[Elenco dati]
——

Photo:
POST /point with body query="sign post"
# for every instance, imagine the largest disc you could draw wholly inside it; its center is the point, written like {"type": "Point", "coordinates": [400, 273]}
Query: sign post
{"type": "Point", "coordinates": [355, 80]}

——

> _La richiesta_: Aggiorna l'elenco sostituendo "sign post" con "street sign" in ogni punto e lascia invariato tutto il resto.

> _Risultato completo_:
Photo:
POST /point with body query="street sign"
# for every instance, imagine the largest disc you could draw wholly inside it; its center is the point, written like {"type": "Point", "coordinates": [400, 273]}
Query: street sign
{"type": "Point", "coordinates": [355, 80]}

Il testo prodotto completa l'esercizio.